◆ Exercise
Pull out each line in the items below that contains the string "black". Letter case matters.

Boundary annotation records
###
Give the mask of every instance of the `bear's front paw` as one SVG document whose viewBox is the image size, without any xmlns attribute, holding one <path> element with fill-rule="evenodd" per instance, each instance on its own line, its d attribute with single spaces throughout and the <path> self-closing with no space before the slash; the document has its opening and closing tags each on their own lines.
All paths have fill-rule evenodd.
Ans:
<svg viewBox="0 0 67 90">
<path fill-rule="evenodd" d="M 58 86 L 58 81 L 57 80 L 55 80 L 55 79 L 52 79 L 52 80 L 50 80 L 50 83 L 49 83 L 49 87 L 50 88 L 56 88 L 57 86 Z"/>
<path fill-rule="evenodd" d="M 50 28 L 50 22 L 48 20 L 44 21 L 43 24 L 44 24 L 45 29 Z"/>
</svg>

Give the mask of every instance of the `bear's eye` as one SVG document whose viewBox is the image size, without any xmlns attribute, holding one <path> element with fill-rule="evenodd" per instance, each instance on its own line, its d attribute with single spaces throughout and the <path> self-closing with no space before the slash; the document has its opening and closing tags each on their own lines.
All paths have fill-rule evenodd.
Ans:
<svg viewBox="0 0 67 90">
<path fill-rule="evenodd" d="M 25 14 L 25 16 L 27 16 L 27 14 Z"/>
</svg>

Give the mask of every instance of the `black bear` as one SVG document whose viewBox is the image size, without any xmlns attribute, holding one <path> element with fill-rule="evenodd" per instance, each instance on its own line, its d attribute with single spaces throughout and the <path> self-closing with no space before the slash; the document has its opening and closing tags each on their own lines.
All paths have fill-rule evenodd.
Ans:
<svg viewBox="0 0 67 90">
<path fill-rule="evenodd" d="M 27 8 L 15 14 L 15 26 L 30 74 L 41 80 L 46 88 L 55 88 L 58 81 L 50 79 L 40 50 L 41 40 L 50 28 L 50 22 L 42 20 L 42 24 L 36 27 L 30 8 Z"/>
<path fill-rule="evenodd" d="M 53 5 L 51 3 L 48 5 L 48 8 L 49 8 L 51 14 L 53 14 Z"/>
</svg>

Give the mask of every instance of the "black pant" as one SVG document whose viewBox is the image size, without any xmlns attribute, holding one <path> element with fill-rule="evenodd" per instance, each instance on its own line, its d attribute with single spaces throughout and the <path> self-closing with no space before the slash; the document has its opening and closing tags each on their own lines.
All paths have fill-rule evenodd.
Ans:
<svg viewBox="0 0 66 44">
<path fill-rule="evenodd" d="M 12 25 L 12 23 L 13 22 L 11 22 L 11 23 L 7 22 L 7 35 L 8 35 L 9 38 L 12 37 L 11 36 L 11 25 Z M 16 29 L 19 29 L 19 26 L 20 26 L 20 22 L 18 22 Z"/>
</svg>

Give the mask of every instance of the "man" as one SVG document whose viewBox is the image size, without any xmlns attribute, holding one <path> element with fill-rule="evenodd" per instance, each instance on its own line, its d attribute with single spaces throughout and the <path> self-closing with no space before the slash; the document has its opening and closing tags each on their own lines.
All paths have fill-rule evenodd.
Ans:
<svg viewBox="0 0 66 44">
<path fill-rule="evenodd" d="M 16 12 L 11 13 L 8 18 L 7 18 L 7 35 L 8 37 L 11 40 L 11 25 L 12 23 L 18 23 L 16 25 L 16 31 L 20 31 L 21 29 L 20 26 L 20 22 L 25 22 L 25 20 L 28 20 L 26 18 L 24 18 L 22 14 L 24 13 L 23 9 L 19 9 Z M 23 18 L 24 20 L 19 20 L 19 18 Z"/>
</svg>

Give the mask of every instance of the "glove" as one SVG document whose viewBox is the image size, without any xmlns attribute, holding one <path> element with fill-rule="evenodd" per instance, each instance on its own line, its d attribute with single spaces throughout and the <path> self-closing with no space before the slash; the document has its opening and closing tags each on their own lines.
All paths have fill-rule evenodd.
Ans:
###
◆ In response
Give the mask of every instance of the `black bear` as one SVG document whose viewBox is the image size, without any xmlns attribute, holding one <path> element with fill-rule="evenodd" per instance, each instance on its own line, its d attribute with single spaces throughout and the <path> self-closing with no space before the slash; the document has its opening and closing tags each on their own lines.
Give the mask of every instance of the "black pant" as one SVG document whose viewBox is the image size, without any xmlns attribute, holding one <path> element with fill-rule="evenodd" per instance, each instance on its own line, its d attribute with single spaces throughout and the <path> self-closing with no space before the slash; the document has its opening and closing tags each on their own lines.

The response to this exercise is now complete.